## WORK INSTRUCTIONS
Output the data below in full, character for character.

## INFORMATION GIVEN
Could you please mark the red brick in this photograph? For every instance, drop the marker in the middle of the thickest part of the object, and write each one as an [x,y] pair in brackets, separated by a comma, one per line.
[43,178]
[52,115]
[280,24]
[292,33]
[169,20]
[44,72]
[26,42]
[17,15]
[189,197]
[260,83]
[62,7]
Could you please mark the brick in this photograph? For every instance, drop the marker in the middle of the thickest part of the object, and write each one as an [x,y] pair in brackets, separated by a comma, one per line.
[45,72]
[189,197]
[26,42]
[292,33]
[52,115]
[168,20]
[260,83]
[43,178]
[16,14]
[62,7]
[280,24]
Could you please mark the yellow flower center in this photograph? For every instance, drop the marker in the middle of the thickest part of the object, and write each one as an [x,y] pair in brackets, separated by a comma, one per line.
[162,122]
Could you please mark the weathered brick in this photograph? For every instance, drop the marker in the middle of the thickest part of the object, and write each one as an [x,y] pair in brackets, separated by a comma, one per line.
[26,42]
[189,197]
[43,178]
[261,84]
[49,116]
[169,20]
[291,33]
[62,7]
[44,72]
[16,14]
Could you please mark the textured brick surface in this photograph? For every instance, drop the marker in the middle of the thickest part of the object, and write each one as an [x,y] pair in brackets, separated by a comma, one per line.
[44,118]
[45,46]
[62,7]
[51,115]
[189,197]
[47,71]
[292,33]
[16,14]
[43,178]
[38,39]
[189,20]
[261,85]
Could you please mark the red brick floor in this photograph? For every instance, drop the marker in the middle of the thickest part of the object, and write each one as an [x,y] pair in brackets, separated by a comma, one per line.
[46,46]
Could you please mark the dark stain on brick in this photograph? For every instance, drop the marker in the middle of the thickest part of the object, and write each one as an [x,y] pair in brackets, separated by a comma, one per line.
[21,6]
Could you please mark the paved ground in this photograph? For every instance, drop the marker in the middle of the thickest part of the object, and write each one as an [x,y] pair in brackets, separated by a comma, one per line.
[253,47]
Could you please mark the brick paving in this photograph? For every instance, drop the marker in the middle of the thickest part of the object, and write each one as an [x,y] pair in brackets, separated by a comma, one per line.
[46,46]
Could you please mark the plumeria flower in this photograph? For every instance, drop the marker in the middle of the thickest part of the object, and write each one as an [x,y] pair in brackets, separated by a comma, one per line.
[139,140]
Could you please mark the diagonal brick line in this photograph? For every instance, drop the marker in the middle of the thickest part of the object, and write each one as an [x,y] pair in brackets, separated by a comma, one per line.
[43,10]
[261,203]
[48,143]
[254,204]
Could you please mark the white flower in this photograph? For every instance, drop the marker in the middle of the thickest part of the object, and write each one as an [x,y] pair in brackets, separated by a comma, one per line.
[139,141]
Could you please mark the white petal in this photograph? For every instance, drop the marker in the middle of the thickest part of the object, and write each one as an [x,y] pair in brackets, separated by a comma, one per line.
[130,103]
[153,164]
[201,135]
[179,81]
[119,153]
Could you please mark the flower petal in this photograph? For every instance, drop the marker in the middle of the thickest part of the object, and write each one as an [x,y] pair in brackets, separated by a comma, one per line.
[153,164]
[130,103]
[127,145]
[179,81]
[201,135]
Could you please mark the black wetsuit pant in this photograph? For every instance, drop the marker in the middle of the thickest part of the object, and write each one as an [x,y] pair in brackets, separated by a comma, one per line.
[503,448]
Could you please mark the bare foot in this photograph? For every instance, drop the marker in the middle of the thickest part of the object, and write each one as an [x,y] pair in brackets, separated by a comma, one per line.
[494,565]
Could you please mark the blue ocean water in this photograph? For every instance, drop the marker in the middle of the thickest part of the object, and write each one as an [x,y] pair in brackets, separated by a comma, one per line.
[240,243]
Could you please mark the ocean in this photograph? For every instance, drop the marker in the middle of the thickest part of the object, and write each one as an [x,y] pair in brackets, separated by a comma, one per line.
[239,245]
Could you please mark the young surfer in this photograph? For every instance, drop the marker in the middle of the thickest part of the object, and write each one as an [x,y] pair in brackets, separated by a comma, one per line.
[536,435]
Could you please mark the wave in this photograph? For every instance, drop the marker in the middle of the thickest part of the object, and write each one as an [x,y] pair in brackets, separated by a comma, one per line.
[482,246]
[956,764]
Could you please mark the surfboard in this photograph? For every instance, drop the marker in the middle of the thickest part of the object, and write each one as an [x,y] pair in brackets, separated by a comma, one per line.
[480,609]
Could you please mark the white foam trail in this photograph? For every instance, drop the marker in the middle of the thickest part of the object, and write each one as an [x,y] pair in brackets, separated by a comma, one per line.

## THE RESPONSE
Could you please mark the red brick in this photograph? For every instance, drop the marker in the middle of the thickest part of the object, and write each one as an [x,y] pair in brackets, separated by a comma, one per line.
[43,178]
[52,115]
[280,24]
[292,33]
[169,20]
[44,72]
[26,42]
[17,15]
[189,197]
[260,83]
[62,7]
Could you please mark the brick in this photograph? For every instance, drop the marker in the middle of the thickest part of the object, and write each one as an [x,y] pair in brackets, separated by a comma, one per line.
[45,72]
[189,197]
[26,42]
[292,33]
[52,115]
[168,20]
[260,83]
[43,178]
[16,14]
[62,7]
[280,24]
Could you please mark the yellow flower center in this photograph? For every instance, drop the marker in the middle of the thickest part of the object, and write each one as an [x,y] pair in brackets, separated by a comma, one per line.
[162,122]
Could you please mark the weathered brick in this photograph? For every instance, drop the marker in the middle of the thickest part of the object, and write each one as an [x,y] pair in brackets, separated by a comma, one per line.
[26,42]
[189,197]
[43,178]
[261,84]
[49,116]
[169,20]
[291,33]
[62,7]
[44,72]
[16,14]
Could you please mark the textured brick surface in this photograph? For every instance, drop the marker in the middle of the thickest part of the object, and write each one as an [x,y] pair in brackets, separated by a comma, one per line.
[44,118]
[45,46]
[62,7]
[51,115]
[189,197]
[47,71]
[292,33]
[16,14]
[43,178]
[38,39]
[189,20]
[261,85]
Could you please mark the red brick floor in this photograph? For every instance, drop the marker in the middle of the thickest part of the object, and write each one as an [x,y] pair in brackets, separated by a comma, one per line.
[46,46]
Could you please mark the dark stain on brick in this photograph? For every instance, drop the marker in the middle of the thickest part of the object, and write each one as an [x,y] pair in brackets, separated by a comma, one per line.
[21,6]
Could you please mark the paved ground in this photograph? For every instance, drop the marker in the middle of the thickest part of the object, and write each one as an [x,y] pair in brackets, separated by a comma, one per line.
[253,47]
Could you please mark the brick paving in this photograph? For every instance, drop the marker in the middle of the thickest part of the object, and write each one as an [x,y] pair in brackets, separated by a comma, one per line.
[46,46]
Could you please mark the plumeria flower in this photograph? For every instance, drop the marker in the middle of the thickest part of the object, and write each one as an [x,y] pair in brackets, separated by a comma, one per line.
[139,140]
Could you please mark the diagonal brick line in this photograph? For every instance, drop the marker in the middle of the thickest part of the object, and write each one as an [x,y] pair in brackets, separated by a comma, one per line.
[43,10]
[261,203]
[48,143]
[254,204]
Could you please mark the white flower in this photograph? For every instance, drop the marker in the middle of the thickest part of the object, and write each one as an [x,y] pair in brackets, separated by a comma, one per line.
[139,141]
Could you please mark the white petal in this photograph? For every instance, drop the marker in the middle of the thickest part of the object, and write each one as an [x,y] pair in brackets, separated by a comma, one per line.
[130,103]
[153,164]
[201,135]
[179,81]
[119,153]
Could you please mark the flower petal in this photograph? For every instance, drop the marker in the middle of the thickest part of the object, and write each one as an [x,y] pair in brackets, separated by a comma, one per line.
[153,164]
[130,103]
[127,145]
[179,81]
[201,135]
Could you please mark the black wetsuit pant in this photograph? For every instance, drop the marker in the middle of the thickest part of the object, and write each one as an [x,y] pair in brackets, separated by a comma, one per line.
[503,448]
Could you please mark the bare foot in this photograph? For every instance, drop the marker in the middle of the thickest part of the object, and write each one as an [x,y] pair in brackets, separated by a comma, one per line.
[494,565]
Could you please mark the blue ocean water in this photograph? For every instance, drop the marker in the middle of the thickest part of the object, and write each one as an [x,y] pair in brackets, separated by a comma, one per line.
[240,243]
Could you please mark the ocean in this photograph? For every instance, drop the marker in the middle of the thickest part of the object, and write each one as an [x,y] pair in brackets, separated by a comma, one per line.
[239,245]
Could you please mark the young surfer in this photograph? For every instance, drop the marker in the middle of the thickest part of the object, and write each one as an [x,y] pair in brackets, separated by a comma, one per line.
[536,435]
Could you please mark the wave in this photograph? For every instance, drop the marker in the middle of the thickest part of the object, and write each one as an [x,y] pair in brackets, separated by a comma, one per line.
[482,246]
[956,764]
Could you please mark the surfboard in this photograph? For every instance, drop the marker in the middle of the thickest part of the object, and write each one as an [x,y] pair in brackets, separated by a comma, one per line.
[480,609]
Could you please mark the white foam trail in this photograph? For every instance, drop the marker in the middle of the thickest part of the object, and write each one as an [x,y] pair in brackets, separated by a comma, one per line.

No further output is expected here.